*Material supplied:*
- Opening Delimiter -

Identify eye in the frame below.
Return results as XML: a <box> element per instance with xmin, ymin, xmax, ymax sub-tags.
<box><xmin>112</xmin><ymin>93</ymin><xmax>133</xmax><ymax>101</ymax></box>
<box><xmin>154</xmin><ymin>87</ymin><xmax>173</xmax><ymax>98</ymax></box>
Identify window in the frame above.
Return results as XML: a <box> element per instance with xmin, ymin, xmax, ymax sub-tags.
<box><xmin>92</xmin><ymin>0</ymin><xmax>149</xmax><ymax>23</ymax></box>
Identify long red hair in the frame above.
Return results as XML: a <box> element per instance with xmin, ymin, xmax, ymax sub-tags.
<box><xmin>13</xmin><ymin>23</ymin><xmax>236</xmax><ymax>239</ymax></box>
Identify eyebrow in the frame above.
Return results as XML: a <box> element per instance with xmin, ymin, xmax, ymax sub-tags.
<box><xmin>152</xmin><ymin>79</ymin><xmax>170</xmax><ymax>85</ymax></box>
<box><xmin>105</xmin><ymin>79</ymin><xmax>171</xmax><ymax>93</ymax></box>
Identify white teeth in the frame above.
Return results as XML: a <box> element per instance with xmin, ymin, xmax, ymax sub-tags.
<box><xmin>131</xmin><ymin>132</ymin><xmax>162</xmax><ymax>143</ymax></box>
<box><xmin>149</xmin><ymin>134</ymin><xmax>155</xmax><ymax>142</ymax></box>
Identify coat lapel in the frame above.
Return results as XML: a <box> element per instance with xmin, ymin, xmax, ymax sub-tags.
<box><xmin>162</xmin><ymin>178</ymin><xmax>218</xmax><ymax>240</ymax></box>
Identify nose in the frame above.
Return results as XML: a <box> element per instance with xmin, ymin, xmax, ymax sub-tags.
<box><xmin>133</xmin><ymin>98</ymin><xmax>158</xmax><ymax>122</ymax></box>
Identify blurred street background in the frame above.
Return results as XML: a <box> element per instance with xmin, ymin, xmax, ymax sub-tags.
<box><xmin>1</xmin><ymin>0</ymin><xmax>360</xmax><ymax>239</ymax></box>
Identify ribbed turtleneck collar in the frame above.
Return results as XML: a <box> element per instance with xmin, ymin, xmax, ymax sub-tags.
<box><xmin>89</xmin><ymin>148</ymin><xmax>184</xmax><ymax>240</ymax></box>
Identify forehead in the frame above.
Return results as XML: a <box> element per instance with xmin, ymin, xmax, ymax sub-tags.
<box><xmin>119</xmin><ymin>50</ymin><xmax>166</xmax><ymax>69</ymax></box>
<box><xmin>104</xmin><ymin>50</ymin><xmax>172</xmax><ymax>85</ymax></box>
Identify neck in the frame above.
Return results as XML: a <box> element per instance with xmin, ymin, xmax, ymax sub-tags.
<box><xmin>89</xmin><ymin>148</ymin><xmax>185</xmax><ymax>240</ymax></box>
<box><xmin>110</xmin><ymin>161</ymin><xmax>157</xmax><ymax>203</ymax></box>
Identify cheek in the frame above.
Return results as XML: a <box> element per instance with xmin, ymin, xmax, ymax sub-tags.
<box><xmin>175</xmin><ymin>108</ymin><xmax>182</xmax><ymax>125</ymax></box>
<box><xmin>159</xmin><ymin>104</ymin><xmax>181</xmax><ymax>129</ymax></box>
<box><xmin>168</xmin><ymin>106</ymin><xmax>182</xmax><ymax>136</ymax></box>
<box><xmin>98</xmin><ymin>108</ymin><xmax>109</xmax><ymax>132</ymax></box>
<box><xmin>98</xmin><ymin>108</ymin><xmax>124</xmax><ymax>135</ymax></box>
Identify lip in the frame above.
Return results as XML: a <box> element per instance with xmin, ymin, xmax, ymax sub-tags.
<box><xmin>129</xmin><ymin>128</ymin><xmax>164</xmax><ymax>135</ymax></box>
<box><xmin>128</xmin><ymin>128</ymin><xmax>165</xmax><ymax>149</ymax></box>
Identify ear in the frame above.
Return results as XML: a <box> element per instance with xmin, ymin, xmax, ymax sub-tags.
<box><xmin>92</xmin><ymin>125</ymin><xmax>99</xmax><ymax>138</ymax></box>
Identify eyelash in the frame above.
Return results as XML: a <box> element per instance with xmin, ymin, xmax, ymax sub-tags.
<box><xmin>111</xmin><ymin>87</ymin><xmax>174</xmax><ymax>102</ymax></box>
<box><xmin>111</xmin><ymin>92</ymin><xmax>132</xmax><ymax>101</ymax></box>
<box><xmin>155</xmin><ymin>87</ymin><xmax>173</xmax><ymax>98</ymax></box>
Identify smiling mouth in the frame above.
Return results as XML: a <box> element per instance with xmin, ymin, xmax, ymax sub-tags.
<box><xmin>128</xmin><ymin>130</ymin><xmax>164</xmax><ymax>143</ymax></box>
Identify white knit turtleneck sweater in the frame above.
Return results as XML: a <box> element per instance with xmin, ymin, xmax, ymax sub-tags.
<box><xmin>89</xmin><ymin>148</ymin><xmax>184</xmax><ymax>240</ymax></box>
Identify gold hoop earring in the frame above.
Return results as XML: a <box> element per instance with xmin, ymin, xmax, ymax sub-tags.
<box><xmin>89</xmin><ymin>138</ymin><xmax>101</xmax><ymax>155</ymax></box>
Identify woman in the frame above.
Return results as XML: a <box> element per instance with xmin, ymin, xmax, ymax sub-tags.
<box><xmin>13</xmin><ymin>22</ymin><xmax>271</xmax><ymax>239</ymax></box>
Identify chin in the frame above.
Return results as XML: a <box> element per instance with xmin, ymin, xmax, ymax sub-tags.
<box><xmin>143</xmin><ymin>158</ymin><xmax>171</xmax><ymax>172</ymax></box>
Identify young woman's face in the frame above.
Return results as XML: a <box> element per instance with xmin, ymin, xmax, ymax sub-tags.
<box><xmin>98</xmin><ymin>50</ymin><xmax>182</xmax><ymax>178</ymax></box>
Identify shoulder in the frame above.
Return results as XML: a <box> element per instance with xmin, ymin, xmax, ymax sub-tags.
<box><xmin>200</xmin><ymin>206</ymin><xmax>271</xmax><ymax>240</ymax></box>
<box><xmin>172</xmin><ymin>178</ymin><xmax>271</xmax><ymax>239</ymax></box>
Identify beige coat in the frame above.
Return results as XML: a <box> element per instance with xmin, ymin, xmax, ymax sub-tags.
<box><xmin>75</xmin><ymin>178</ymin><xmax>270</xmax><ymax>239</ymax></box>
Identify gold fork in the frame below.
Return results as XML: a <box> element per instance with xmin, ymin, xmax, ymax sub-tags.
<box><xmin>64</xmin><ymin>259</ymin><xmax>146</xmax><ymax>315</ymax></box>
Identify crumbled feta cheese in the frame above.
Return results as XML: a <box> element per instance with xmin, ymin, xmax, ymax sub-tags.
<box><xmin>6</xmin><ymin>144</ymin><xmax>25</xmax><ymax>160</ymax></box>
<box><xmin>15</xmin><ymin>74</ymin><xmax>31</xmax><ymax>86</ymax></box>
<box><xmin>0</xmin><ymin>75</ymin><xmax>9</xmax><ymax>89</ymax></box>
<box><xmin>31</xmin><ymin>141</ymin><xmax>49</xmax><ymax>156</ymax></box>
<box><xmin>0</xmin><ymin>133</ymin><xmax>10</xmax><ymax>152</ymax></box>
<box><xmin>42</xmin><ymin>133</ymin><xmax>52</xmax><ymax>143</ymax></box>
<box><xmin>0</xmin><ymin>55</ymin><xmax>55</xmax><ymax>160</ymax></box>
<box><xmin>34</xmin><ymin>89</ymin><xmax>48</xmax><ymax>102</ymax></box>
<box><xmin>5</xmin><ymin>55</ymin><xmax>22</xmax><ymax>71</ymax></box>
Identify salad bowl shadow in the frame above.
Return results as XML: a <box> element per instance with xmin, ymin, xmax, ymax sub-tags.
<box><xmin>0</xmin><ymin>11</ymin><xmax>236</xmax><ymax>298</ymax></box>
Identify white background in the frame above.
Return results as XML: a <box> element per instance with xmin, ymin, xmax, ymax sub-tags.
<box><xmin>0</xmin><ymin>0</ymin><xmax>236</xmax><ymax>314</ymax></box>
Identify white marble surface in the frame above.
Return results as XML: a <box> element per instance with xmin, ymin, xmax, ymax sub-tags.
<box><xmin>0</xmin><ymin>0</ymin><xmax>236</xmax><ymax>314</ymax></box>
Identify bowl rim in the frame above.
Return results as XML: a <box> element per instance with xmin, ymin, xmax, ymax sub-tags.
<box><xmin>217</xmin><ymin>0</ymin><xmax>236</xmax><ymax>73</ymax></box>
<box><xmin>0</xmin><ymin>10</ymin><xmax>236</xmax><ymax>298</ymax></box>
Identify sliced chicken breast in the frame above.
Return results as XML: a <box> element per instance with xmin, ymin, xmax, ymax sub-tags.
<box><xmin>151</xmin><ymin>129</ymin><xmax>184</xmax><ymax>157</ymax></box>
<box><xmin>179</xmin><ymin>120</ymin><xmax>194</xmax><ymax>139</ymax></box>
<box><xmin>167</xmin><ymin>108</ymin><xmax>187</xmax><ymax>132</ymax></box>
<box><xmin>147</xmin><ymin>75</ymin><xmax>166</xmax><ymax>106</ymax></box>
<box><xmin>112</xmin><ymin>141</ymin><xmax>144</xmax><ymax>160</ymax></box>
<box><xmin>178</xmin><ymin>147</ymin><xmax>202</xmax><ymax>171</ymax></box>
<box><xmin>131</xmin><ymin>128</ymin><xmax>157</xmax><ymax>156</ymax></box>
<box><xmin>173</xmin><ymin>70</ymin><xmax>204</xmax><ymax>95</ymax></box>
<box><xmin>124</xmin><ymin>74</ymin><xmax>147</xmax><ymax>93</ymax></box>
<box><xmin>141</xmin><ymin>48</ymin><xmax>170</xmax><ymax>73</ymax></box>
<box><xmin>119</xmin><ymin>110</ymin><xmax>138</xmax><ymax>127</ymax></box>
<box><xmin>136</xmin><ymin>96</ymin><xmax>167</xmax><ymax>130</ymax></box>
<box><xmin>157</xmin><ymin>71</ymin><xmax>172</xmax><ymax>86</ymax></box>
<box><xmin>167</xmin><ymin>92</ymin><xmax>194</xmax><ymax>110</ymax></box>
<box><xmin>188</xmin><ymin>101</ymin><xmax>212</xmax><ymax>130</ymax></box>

- Closing Delimiter -

In the listing above, find the line containing "Identify lip in the frame above." and the line containing "Identify white knit", then quote both, plus every line between them, exactly as written.

Identify lip in the frame above.
Return results as XML: a <box> element per instance with xmin, ymin, xmax, ymax sub-tags.
<box><xmin>129</xmin><ymin>128</ymin><xmax>164</xmax><ymax>135</ymax></box>
<box><xmin>128</xmin><ymin>128</ymin><xmax>165</xmax><ymax>149</ymax></box>
Identify ear in the frame above.
Return results as XML: a <box> element per instance with xmin, ymin, xmax, ymax sub-tags.
<box><xmin>92</xmin><ymin>125</ymin><xmax>99</xmax><ymax>138</ymax></box>
Identify eyelash in the frame above.
Return results as XML: a <box> element per instance with xmin, ymin, xmax, ymax sub-tags.
<box><xmin>111</xmin><ymin>87</ymin><xmax>174</xmax><ymax>102</ymax></box>
<box><xmin>111</xmin><ymin>92</ymin><xmax>132</xmax><ymax>101</ymax></box>
<box><xmin>155</xmin><ymin>87</ymin><xmax>173</xmax><ymax>98</ymax></box>
Identify smiling mouth in the frame above.
Return results as XML: a <box> element per instance with xmin, ymin, xmax, ymax sub-tags.
<box><xmin>128</xmin><ymin>130</ymin><xmax>164</xmax><ymax>143</ymax></box>
Identify white knit turtleneck sweater in the frame above.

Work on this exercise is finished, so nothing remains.